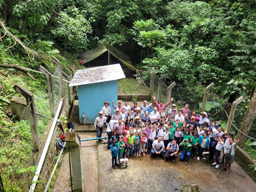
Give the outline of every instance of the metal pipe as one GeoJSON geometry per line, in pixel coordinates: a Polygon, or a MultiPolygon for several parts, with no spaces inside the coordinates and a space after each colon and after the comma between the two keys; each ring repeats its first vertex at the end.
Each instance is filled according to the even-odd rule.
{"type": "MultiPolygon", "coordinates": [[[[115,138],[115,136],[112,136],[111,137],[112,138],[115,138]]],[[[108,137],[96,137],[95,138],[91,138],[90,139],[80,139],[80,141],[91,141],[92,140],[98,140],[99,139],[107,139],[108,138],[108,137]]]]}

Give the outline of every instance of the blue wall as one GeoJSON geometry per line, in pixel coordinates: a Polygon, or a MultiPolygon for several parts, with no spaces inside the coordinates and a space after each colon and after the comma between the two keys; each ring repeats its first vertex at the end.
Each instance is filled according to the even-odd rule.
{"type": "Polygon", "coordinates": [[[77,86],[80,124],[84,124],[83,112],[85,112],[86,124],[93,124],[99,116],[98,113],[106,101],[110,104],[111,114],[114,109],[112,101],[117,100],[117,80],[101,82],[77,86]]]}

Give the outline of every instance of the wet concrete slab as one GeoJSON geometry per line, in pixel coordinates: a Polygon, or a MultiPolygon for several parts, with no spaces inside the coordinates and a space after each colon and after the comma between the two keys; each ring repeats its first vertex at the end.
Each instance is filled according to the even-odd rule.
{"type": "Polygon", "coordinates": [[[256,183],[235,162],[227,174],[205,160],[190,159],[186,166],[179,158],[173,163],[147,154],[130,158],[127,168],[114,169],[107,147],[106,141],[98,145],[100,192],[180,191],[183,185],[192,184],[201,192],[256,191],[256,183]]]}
--
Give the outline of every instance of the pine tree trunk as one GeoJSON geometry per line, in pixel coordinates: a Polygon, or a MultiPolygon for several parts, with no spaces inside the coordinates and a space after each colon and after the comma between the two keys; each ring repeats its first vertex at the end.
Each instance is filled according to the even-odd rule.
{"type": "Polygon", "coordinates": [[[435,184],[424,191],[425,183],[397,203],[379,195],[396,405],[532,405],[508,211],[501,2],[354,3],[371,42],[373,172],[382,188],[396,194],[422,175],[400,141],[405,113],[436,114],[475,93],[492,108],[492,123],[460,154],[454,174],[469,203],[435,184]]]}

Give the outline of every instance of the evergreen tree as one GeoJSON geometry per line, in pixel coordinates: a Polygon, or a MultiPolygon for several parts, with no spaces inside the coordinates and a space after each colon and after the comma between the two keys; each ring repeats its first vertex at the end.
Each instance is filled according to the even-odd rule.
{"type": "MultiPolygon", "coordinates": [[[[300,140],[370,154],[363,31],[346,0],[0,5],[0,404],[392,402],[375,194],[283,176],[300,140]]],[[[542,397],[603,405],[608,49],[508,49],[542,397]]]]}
---
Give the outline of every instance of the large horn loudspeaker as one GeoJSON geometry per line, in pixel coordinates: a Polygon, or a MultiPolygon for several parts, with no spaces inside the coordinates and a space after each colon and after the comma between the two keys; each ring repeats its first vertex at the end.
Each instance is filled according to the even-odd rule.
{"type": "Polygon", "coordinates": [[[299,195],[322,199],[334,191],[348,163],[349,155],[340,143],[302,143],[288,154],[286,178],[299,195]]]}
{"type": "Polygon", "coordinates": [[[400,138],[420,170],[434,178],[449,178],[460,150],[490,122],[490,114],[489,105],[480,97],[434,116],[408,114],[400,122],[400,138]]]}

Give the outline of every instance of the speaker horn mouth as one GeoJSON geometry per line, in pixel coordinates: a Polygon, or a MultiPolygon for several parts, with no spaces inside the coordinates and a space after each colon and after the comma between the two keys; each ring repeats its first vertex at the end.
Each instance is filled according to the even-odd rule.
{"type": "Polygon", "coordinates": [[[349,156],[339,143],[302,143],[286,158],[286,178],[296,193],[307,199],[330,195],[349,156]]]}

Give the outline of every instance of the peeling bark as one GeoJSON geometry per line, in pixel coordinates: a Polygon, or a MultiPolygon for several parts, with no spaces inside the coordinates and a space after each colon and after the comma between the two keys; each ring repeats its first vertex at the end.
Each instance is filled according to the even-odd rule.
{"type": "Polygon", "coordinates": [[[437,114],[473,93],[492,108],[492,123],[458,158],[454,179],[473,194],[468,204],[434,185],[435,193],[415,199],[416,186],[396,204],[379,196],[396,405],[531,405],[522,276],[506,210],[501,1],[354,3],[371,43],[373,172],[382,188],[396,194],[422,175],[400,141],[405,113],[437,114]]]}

Stated problem
Please list each line of the entries above that contains the string "large", copying every such line in full.

Output of the exercise
Give the outline of every instance of the large horn loudspeaker as one GeoJSON geometry per line, in pixel coordinates: a Polygon, or a MultiPolygon for several parts, with no spaces inside the coordinates and a space after each colon and after the comma between the two keys; each ring repeats its first vertex at the end.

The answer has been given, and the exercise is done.